* EXERCISE DIRECTIONS *
Return exactly the span of lines that opens with the line containing "Target: white paint speck" and closes with the last line of the data, inclusive.

* SOURCE DATA *
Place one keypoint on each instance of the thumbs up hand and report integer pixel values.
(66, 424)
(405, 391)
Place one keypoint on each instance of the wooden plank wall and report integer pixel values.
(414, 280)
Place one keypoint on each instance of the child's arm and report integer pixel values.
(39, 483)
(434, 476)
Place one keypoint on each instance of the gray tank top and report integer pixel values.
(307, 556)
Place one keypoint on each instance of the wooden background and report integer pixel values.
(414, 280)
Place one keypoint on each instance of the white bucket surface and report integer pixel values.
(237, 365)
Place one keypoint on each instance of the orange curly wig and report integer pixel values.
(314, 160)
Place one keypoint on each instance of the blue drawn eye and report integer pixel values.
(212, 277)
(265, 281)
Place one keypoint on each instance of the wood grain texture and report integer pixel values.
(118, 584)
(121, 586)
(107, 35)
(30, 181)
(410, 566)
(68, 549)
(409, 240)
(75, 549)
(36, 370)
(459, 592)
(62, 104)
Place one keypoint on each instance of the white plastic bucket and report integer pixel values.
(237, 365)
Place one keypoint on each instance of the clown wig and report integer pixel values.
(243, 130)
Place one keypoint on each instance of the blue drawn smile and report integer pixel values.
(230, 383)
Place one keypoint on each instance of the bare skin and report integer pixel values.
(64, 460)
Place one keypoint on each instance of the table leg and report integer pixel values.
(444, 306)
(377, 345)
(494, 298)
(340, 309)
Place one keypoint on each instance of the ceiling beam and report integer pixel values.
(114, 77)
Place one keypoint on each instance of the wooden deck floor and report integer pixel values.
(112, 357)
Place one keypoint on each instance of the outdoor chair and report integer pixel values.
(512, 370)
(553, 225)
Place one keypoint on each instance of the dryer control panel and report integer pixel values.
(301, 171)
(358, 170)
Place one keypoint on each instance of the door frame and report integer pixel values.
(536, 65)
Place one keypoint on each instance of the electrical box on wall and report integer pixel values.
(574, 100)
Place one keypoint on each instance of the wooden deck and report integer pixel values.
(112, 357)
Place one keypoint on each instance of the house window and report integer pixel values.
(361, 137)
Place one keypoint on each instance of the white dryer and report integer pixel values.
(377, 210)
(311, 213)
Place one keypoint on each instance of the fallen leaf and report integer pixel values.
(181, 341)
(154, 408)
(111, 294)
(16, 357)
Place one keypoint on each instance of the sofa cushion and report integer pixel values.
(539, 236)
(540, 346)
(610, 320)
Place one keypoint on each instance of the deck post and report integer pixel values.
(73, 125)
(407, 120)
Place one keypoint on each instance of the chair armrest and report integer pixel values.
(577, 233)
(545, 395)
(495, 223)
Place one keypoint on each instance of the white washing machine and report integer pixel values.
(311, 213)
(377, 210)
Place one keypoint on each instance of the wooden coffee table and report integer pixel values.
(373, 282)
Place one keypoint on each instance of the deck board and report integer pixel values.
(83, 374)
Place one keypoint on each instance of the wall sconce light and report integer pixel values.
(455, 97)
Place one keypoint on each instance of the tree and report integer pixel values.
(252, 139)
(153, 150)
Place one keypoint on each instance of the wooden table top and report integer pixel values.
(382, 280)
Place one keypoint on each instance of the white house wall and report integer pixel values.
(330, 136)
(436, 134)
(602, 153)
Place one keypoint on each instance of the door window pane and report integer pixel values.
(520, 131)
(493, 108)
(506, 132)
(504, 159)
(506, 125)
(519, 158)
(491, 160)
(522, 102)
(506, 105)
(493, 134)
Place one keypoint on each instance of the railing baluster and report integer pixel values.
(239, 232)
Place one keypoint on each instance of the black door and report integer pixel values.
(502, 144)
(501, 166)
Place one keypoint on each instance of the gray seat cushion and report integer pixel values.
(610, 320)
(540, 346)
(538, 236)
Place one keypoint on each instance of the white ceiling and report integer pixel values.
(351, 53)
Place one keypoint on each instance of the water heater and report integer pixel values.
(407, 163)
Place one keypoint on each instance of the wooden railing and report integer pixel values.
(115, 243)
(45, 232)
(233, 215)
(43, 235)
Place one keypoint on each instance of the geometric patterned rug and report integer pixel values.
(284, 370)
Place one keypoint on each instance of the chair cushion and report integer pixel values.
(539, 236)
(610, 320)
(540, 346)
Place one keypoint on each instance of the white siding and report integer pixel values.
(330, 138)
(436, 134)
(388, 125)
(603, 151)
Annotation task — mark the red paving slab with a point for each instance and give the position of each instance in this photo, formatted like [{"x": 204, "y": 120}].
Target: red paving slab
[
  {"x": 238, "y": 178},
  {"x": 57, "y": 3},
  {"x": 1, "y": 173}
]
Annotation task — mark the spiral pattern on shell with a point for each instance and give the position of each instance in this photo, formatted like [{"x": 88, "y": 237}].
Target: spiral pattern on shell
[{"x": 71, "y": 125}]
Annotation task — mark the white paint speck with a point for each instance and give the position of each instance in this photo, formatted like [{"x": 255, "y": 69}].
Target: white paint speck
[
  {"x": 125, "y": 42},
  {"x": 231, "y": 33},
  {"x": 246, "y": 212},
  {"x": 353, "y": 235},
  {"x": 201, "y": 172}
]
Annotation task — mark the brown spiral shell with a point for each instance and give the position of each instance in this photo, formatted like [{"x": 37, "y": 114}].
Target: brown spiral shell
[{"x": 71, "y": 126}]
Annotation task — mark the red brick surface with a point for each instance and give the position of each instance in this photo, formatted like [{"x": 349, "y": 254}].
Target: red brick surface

* RESPONSE AREA *
Target: white paint speck
[
  {"x": 125, "y": 42},
  {"x": 231, "y": 33},
  {"x": 246, "y": 212},
  {"x": 353, "y": 235},
  {"x": 201, "y": 172}
]
Annotation task — mark the brown spiral shell with a point for each instance and give the position of each instance in this photo, formatted like [{"x": 37, "y": 114}].
Target: brown spiral shell
[{"x": 71, "y": 126}]
Annotation task — mark the red brick surface with a point for each instance and give the position of each instance in this photo, formatted like [{"x": 349, "y": 254}].
Target: red brick surface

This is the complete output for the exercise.